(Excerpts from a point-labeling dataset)

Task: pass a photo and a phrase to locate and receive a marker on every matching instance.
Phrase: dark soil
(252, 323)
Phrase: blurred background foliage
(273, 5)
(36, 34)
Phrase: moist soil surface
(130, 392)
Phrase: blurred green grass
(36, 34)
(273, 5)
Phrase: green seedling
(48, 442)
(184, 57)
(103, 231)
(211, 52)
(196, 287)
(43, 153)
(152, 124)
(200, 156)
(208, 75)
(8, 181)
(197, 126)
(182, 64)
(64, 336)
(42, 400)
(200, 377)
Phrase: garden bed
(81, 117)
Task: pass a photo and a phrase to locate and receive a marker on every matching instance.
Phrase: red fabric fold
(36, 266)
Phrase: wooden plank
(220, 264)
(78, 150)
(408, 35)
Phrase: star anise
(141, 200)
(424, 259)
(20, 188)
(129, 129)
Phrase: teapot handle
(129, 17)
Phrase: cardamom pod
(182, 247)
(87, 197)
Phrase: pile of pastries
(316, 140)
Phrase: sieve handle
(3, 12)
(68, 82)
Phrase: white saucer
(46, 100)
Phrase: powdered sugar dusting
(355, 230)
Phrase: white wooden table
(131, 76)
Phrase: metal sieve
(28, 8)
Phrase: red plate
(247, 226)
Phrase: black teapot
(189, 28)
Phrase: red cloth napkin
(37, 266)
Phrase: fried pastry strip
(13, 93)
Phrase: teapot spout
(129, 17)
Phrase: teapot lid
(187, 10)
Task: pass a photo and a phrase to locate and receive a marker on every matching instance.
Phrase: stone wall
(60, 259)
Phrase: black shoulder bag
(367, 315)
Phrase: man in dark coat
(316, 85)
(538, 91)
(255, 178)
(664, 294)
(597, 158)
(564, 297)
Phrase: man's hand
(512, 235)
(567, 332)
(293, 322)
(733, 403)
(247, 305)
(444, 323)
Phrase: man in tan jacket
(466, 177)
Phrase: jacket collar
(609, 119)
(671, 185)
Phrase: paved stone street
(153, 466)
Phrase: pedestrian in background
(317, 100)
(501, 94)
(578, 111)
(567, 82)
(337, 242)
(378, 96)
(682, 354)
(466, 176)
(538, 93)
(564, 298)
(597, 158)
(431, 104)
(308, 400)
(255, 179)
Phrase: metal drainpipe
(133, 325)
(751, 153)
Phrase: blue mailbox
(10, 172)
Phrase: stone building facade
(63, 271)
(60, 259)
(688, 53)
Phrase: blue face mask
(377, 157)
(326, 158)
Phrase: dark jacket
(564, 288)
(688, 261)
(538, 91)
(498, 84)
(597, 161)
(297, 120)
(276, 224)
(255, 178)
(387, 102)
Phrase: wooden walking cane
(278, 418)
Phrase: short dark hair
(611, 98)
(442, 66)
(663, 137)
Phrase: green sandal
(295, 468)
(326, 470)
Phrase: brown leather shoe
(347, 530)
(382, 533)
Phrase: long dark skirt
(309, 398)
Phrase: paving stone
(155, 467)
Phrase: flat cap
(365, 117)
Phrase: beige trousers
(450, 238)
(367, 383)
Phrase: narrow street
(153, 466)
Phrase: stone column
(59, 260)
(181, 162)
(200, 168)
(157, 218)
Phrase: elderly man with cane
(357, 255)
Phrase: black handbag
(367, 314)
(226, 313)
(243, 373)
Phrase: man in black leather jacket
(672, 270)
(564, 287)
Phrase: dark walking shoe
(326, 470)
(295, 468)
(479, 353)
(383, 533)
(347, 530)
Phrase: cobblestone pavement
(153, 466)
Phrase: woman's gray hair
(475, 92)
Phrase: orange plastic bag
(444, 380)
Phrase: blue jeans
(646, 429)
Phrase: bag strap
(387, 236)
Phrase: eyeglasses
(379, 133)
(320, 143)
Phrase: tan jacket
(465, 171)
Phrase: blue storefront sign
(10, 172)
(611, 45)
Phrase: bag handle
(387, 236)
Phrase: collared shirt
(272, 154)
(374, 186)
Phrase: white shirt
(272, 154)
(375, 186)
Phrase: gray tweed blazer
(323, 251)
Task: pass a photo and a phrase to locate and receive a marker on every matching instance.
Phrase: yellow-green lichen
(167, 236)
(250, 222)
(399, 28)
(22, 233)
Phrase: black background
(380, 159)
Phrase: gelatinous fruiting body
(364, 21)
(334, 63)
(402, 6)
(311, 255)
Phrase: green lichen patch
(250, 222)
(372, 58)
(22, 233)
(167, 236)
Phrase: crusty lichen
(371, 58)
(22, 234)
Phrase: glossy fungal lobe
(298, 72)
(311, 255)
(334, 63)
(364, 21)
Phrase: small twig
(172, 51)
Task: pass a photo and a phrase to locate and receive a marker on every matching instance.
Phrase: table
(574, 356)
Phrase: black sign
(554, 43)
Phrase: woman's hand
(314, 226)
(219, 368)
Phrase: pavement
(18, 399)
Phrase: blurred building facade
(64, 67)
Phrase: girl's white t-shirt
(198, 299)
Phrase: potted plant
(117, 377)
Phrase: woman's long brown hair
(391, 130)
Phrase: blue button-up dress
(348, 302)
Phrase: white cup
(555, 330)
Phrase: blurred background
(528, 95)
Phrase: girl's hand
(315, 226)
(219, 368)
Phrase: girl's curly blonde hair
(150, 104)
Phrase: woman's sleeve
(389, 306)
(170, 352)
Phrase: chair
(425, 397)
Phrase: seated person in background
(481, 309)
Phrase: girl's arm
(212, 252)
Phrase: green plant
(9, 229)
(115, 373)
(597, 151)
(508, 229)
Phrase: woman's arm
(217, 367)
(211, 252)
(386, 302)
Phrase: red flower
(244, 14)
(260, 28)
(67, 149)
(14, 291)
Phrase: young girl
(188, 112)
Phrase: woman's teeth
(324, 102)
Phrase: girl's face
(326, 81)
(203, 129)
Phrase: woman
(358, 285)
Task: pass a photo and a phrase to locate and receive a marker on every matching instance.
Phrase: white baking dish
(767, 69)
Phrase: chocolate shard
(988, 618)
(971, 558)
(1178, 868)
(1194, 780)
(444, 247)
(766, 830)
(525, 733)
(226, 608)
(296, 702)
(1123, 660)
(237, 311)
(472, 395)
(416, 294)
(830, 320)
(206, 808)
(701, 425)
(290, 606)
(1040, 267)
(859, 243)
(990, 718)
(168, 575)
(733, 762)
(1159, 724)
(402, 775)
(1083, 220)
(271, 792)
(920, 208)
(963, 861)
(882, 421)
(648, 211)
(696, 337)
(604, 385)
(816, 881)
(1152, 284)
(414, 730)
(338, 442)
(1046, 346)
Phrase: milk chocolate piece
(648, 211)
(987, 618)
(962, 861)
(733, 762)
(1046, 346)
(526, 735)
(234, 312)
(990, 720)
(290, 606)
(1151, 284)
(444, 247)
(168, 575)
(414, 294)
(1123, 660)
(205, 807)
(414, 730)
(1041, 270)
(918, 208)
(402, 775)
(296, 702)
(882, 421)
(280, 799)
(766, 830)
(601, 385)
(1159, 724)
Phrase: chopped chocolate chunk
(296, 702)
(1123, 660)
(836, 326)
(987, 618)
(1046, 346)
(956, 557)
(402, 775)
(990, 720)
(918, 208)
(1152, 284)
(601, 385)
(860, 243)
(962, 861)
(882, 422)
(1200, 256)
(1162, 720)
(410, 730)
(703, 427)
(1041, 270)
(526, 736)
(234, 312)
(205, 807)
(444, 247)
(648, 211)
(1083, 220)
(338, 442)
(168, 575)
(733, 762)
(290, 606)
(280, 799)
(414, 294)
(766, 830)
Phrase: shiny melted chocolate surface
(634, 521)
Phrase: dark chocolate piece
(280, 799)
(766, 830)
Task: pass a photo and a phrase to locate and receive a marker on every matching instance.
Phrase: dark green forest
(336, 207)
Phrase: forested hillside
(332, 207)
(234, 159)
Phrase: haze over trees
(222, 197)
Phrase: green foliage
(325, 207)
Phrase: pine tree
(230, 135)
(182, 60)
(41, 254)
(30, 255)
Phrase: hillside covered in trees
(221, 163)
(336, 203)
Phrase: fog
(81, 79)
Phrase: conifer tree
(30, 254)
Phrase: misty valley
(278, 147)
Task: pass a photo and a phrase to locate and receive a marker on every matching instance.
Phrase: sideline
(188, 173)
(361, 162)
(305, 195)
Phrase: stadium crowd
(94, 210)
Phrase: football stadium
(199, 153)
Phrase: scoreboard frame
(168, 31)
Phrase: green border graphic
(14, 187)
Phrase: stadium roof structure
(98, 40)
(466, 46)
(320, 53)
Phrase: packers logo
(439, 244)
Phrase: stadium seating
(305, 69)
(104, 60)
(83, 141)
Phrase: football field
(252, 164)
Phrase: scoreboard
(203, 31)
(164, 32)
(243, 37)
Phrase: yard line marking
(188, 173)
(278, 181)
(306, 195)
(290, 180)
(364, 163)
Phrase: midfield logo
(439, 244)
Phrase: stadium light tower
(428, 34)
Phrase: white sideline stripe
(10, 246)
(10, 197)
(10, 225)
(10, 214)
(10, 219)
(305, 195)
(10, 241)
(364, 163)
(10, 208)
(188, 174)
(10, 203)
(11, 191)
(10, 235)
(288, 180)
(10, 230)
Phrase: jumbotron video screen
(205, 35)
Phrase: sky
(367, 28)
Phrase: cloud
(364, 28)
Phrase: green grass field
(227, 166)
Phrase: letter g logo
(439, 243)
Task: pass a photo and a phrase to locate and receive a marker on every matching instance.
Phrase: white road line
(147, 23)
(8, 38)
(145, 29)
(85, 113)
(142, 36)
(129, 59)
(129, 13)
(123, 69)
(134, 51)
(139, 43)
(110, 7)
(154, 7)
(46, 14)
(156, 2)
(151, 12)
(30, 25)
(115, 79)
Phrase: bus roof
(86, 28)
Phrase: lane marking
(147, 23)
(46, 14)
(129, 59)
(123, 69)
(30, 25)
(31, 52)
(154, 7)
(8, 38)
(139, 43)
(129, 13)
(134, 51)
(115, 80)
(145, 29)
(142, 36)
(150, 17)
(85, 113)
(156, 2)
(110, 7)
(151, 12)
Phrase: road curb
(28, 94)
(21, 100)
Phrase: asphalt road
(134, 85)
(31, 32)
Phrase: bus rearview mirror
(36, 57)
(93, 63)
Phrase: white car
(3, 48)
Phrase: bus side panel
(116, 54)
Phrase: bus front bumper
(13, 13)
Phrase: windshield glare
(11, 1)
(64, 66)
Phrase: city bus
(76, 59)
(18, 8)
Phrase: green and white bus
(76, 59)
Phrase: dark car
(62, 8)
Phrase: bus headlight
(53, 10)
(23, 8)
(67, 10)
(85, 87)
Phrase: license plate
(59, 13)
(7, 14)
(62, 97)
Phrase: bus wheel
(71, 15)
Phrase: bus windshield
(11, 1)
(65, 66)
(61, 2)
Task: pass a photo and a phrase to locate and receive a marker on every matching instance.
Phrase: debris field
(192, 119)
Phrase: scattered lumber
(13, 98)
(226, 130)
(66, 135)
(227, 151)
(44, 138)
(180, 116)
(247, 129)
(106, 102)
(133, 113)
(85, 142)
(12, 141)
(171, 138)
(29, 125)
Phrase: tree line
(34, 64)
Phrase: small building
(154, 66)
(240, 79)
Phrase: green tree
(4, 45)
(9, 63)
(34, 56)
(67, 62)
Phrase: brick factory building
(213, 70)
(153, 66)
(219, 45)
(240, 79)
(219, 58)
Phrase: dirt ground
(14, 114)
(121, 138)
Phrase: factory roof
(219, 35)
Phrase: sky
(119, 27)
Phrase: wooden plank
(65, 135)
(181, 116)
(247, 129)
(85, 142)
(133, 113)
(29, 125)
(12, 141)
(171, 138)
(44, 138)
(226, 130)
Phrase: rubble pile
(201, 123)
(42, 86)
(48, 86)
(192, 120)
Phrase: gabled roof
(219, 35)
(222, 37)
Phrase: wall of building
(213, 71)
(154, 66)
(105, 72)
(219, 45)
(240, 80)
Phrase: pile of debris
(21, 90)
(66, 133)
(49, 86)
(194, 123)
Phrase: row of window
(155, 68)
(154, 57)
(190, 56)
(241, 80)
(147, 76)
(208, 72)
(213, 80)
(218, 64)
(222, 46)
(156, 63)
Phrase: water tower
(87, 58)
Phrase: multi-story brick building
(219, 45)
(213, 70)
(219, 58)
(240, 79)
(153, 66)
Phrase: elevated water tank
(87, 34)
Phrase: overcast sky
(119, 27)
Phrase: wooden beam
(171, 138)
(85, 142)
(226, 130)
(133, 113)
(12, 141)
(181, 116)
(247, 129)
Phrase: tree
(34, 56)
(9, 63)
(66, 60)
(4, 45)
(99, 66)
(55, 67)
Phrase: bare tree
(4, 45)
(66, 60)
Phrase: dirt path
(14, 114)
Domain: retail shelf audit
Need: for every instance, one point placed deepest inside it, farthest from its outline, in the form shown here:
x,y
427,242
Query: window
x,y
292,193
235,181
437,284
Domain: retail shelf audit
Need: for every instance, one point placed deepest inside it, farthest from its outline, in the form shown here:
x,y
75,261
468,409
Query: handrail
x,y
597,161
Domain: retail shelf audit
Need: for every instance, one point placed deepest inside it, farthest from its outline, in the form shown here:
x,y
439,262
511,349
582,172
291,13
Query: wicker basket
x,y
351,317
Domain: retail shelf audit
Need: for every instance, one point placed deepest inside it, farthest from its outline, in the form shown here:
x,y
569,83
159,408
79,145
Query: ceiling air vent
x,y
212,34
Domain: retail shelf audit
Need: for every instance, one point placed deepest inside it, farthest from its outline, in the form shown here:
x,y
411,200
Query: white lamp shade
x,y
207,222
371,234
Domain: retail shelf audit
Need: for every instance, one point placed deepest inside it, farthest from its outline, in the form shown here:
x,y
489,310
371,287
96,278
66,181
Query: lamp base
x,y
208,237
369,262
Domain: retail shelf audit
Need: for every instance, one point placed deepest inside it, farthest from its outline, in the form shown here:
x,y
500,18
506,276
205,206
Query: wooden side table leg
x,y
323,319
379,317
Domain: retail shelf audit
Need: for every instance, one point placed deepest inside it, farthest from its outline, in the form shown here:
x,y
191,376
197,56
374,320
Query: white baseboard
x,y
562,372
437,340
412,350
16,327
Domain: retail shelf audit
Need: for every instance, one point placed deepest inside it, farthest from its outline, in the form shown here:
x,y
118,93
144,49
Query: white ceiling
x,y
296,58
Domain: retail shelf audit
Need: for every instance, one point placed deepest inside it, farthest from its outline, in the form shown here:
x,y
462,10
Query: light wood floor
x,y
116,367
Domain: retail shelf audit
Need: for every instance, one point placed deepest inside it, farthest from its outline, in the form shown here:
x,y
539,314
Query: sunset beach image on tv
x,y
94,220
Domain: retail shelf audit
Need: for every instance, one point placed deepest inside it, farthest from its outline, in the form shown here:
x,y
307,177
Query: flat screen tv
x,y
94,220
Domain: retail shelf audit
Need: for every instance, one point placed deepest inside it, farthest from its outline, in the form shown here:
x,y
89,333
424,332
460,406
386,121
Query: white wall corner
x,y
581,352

> _Task goal_
Tally the lines of the material above that contain the string "dark", treating uppercase and lowercase letters as distinct, and give only the resulting number.

> _Written answer_
9